**Given task**.
Answer these from the ZFS forum thread:
(a) Which parameter did EdoFede reduce before the issue went away?
(b) According to the thread, how does the setting sync=always treat writes?
(c) What does _gabriel say setups with budget constraints should use instead of ZFS?

**Excerpted passage**.
++++++++++

You've probably found this already, but I found this explanation quite helpful:

https://www.reddit.com/r/zfs/comments/ujba3i/does_allocation_overhead_still_exist_with/

_gabriel · Nov 15, 2023

EdoFede said:
It's just a lab, but for some machines we are going this way because of customers budget constraints.
(I think it's better than spinning SATA drives, anyway)

We are testing the "worst config" now

Thanks

ZFS cannot be tested without proper disks, even for a lab. Experience will wrong.
ZFS require datacenter ssd drive (with plp/capacitors and many TBW) or many hdd and lot of RAM.
"budget constraints" can't use ZFS and should go to the default ext4/LVMThin + a daily fast backup which PBS provide.

EdoFede · Nov 15, 2023

_gabriel said:
ZFS cannot be tested without proper disks, even for a lab. Experience will wrong.
ZFS require datacenter ssd drive (with plp/capacitors and many TBW) or many hdd and lot of RAM.
"budget constraints" can't use ZFS and should go to the default ext4/LVMThin + a daily fast backup which PBS provide.

I don't totally agree.

ZFS was created to work with spinning disks that are much slower than the SSDs used in my tests. And I've used in the past many times even with 5.4k rpm drives without issues.
After reducing the "zfs_dirty_data_max" the issue has gone and the system simply "run as fast as disks permit" without troubles.

I can agree that on an enterprise-grade VM production system it is not a suitable solution, but to say that even in a test lab you cannot experiment with normal consumer-grade SSDs, I find it exaggerated.

For "experiment" I mean testing the PVE/PBS products, not doing some kind of comparison or performance benchmarks. (This was never the point of my thread).

EdoFede · Nov 15, 2023

VictorSTS said:
Agree, but I'm curious too as I don't know if that would change anything in the original problem.

I've done some test reverting the server to the original config (no ZFS tuning parameters) and playing with the zfs sync parameter.

Here the results.

sync=standard (default setting)

sync=always (all writes treated as sync writes)

sync=disabled (all writes treated as async writes)

With the last option, the process get notified of the write done, even if it's not (so very unsecure).

Bye,
Edoardo

VictorSTS · Nov 16, 2023

Interesting that all sync writes avoids the problem and gives "decent" performance!
Many thanks for the test!

EdoFede · Nov 17, 2023

You're welcome!

++++++++++

**Given data**.

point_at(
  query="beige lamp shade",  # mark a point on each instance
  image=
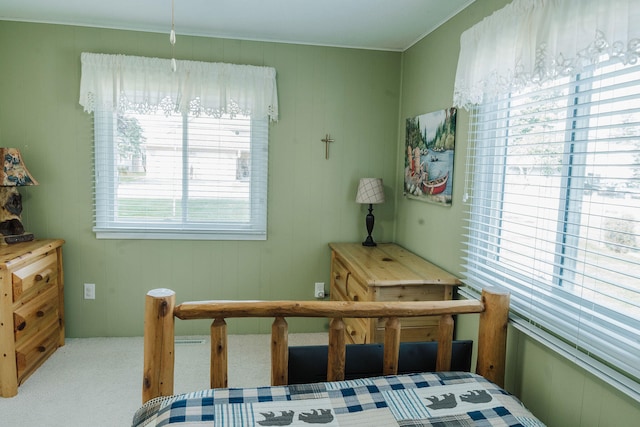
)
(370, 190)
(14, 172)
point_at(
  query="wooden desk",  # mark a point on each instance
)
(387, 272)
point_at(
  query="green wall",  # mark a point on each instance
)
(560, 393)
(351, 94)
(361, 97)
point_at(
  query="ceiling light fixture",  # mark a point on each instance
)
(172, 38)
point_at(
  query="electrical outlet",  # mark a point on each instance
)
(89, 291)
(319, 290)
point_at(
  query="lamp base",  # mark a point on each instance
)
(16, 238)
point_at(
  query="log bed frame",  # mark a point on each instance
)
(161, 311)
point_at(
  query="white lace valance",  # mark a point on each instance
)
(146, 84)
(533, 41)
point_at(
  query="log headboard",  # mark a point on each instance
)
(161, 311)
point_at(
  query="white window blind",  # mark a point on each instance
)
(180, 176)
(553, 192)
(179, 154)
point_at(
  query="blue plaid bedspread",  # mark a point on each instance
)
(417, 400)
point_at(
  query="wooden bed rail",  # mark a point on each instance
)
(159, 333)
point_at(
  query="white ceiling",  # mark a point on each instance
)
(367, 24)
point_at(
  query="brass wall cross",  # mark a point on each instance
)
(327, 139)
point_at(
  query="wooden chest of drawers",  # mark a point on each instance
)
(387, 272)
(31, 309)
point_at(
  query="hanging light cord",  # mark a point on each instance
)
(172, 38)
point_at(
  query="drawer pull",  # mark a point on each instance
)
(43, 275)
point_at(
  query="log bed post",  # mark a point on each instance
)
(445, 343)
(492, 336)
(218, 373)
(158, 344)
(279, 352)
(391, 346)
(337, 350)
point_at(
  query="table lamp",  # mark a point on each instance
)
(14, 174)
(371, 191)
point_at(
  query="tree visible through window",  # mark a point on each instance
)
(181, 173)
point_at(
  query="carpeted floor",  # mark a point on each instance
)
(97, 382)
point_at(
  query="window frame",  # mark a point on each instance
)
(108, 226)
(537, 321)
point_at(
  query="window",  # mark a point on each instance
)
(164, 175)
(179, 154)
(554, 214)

++++++++++

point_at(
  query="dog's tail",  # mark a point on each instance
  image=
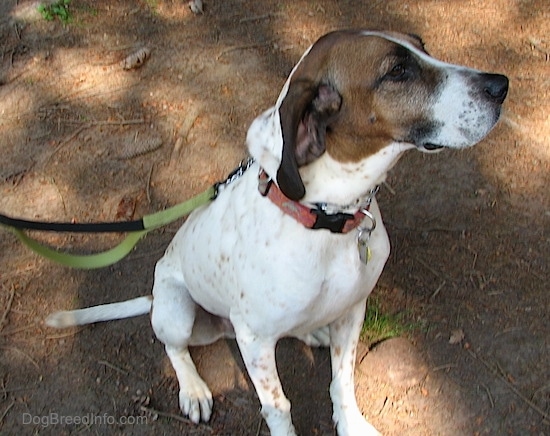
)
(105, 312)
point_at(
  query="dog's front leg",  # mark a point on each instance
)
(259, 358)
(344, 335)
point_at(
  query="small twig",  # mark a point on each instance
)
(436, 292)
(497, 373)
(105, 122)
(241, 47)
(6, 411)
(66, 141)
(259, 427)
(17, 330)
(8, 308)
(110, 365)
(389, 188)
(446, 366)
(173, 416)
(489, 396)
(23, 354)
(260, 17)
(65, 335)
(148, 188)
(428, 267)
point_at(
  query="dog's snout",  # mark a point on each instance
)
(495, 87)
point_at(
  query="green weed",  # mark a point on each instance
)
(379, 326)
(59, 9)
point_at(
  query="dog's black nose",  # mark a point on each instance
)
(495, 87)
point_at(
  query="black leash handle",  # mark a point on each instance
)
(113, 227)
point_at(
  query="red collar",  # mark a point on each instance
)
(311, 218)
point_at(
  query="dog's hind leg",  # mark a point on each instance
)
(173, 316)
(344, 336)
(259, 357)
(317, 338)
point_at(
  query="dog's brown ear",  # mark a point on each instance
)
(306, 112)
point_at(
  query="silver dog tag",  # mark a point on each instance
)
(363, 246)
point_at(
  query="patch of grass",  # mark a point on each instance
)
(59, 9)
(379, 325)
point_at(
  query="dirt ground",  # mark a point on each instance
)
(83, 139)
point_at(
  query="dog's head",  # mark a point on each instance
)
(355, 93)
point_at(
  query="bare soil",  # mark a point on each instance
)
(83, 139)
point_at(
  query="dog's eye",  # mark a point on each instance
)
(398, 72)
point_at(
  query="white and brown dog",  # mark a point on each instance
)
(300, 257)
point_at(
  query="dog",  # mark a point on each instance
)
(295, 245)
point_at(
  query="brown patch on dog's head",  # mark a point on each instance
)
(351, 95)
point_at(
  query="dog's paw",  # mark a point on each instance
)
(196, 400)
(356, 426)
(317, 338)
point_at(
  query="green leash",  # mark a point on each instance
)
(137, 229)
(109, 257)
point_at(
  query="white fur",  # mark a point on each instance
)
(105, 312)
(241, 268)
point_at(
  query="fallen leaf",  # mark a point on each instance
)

++++++++++

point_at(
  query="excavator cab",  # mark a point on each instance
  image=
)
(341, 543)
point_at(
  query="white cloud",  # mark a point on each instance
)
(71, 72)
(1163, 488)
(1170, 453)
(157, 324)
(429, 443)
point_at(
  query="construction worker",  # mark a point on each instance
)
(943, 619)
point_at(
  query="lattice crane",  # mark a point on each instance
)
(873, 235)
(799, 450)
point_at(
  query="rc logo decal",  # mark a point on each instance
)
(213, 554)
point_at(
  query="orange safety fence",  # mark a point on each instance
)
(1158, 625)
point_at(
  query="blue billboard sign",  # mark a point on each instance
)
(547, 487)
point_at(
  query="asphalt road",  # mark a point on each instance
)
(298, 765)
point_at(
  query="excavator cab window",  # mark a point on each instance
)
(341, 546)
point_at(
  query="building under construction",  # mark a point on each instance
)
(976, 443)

++++++++++

**Solution for this task**.
(a) zfs_dirty_data_max
(b) It treats all writes as sync writes.
(c) The default ext4/LVMThin plus a daily fast backup provided by PBS.